▶ TASK DIRECTIONS:
Copy every line of the listing exactly.

▶ RECORDS FOR PROCESSING:
— Begin —

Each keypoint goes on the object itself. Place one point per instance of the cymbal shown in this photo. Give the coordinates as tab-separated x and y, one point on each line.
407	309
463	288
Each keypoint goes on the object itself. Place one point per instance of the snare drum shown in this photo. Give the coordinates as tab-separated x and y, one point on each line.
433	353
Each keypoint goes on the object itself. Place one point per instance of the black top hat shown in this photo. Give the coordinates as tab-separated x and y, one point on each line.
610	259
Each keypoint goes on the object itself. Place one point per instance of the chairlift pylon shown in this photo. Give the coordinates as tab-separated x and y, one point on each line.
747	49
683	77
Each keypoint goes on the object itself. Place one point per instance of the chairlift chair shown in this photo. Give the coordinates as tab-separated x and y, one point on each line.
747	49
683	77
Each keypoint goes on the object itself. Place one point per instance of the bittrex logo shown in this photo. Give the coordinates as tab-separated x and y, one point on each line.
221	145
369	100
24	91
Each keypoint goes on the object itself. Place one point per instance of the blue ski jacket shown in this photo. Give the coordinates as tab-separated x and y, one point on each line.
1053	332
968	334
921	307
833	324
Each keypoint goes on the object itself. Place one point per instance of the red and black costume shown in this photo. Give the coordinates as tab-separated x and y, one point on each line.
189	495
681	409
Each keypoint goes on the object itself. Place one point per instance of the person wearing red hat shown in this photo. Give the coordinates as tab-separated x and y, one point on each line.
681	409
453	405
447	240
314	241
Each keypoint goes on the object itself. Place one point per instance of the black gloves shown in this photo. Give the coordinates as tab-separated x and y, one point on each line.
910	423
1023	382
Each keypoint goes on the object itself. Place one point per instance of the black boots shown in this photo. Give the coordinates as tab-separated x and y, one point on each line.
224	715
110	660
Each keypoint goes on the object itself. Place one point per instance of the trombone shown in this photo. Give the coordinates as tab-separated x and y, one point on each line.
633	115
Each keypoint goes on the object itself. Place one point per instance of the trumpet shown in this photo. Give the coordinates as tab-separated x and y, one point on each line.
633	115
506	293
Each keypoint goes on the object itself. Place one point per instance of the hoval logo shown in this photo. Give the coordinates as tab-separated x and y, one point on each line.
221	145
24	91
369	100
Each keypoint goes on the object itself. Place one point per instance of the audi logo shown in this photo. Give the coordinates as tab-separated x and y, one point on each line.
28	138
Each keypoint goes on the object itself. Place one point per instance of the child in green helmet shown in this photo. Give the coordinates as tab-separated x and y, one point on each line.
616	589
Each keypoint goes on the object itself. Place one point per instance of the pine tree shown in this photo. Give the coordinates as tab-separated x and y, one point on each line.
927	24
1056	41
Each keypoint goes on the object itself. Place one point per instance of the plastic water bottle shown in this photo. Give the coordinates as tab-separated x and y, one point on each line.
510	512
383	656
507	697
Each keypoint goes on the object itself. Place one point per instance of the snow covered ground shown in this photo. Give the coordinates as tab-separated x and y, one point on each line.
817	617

— End —

▶ COMPLETE ANSWER:
Each keypoint goes on the object itself. Place one point per instance of the cymbal shown in this photo. Give the coordinates as tab-separated x and y, one point on each line.
407	309
463	288
Each keypoint goes on the object itself. Place one point per instance of the snare drum shown in this photo. Give the coordinates as tab-separated x and y, one point on each line.
433	353
Each keypoint goes on the object itself. Place one point per instance of the black top hat shown in this photo. Give the coordinates as tab-separated x and y, one point on each line.
610	259
Each keypoint goes on the object itself. Place one point per instance of the chairlift pylon shown in this photo. Give the coordinates as tab-separated x and y, one point on each line.
747	49
683	77
Each keypoint goes on the object itself. Place one point per instance of the chairlift chair shown in this photo. Give the coordinates as tab-separated x and y, one point on each line.
747	49
683	77
Each keypoint goes on the object itself. Place one point per instance of the bittrex logo shown in this photo. Give the coordinates as tab-separated x and y, one point on each line.
221	145
369	100
24	91
Each keypoint goes on the object itself. Place one point per instance of the blue ski jacket shown in this photo. Give the coordinates as tab-separated x and y, one point on each line.
1053	332
968	334
921	307
833	324
Each keypoint goes on the object itself. Place one point per instance of the red and black costume shown in this photo. Give the coordinates as tab-separated x and y, one point on each line.
189	495
681	409
Each keypoint goes on the object itself. Place one point per instance of the person wearing red hat shown in this photo. Give the coordinates as tab-separated x and y, one point on each line.
681	409
453	405
447	240
314	241
Each keypoint goes on the object itself. Place one point per instance of the black gloves shown in this photo. Give the coordinates as tab-separated x and y, one point on each line.
910	423
1023	382
Each keypoint goes on the object itself. Place one point per instance of the black boots shown in this photo. Give the coordinates as tab-separated x and y, one point on each line.
224	715
110	660
Each keypoint goes on the object itself. Place one point per instance of the trombone shown in this photo. Give the coordinates as tab-separated x and y, one point on each line.
633	115
Each keypoint goes on the object itself. Place one point per instance of the trumpet shown in this photo. Give the coordinates as tab-separated x and y, one point on each line.
633	115
506	293
Each keypoint goes on the object itself. Place one point per instance of the hoval logo shown in this photo. Give the coordinates as tab-separated x and y, one point on each line.
221	145
24	91
369	100
Each keypoint goes on the object itself. Place one point per instance of the audi logo shown in this photo. Give the coordinates as tab-separated x and y, one point on each line.
28	138
Each keypoint goes on the object itself. Place one point per instance of the child in green helmet shown in this photo. Give the coordinates as tab-separated x and y, one point on each line.
616	589
Each keypoint goes on the object itself. Place one point per instance of the pine tree shown in this photo. Give the coordinates as tab-separated x and y, one point on each line.
927	24
1056	41
Each keypoint goes on the object itself. Place one point per instance of the plastic water bottle shown in this photo. Give the coordinates as tab-separated x and y, one point on each line.
510	512
383	656
507	697
Each keypoint goes on the object itself. Place one point per instance of the snow covered ground shown in this photo. Give the coordinates as tab-separated x and y, one point on each line.
817	617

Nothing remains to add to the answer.